**Data drawn from a collection**
···
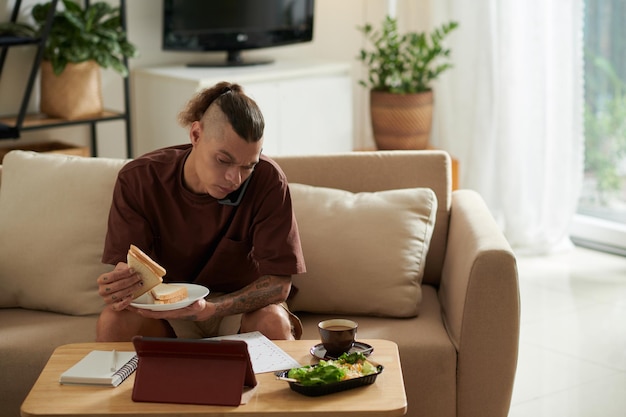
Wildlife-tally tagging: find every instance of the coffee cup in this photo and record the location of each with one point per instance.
(337, 335)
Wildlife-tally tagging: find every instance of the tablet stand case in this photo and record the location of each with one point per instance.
(191, 371)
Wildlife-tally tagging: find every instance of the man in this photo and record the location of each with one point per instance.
(216, 213)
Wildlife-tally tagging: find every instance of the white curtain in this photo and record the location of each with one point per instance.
(511, 111)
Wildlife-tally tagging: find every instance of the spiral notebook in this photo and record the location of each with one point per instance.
(101, 367)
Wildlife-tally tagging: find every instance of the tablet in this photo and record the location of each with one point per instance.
(191, 371)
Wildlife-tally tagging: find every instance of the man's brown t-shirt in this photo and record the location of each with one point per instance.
(196, 238)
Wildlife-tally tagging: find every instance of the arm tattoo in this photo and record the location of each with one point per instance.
(264, 291)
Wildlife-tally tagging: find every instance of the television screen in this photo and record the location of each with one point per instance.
(235, 25)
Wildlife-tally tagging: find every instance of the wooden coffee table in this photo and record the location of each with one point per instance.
(386, 397)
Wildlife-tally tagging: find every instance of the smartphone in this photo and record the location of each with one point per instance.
(234, 198)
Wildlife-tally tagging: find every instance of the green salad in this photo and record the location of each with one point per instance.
(347, 366)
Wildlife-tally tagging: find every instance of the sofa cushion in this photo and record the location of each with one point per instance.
(364, 252)
(53, 219)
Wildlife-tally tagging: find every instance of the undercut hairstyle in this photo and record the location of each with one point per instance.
(241, 111)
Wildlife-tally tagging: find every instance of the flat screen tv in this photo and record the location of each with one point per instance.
(234, 26)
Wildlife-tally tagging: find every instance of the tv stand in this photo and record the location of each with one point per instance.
(234, 58)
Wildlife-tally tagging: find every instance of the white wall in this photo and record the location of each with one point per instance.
(335, 38)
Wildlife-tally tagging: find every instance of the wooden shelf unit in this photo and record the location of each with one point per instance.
(12, 126)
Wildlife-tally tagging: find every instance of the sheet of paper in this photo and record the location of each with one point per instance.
(265, 355)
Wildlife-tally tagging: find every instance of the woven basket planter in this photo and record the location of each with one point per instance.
(401, 121)
(75, 93)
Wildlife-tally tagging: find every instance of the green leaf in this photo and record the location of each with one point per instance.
(404, 63)
(81, 34)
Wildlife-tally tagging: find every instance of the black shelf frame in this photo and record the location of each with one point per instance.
(18, 124)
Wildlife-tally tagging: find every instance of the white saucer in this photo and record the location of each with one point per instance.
(194, 293)
(320, 352)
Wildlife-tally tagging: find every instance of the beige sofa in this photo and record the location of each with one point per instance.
(448, 295)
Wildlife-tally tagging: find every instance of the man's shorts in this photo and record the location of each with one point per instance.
(220, 326)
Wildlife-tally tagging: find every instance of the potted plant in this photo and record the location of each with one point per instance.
(401, 69)
(81, 40)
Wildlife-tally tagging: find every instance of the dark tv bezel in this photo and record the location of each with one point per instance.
(235, 42)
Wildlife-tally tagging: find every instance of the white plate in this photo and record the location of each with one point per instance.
(194, 293)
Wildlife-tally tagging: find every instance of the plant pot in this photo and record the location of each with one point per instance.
(401, 121)
(75, 93)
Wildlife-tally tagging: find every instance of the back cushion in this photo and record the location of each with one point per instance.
(364, 252)
(53, 219)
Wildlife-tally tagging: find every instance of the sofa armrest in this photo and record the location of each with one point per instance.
(479, 294)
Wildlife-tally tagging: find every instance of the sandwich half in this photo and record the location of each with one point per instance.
(151, 272)
(168, 293)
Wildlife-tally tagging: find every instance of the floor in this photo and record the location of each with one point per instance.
(572, 359)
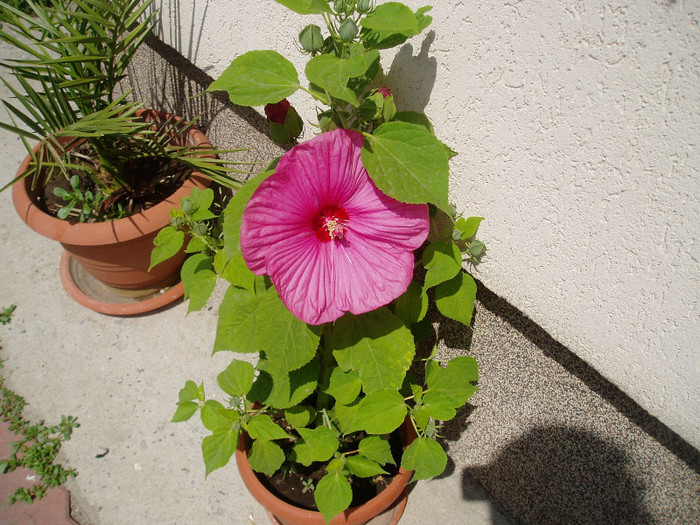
···
**TASK TO COMPLETE**
State how many of the lines above contain the string "tablet", counting a match only when its case is identical. Give the number alone.

**SOLUTION TO THIS PROBLEM**
2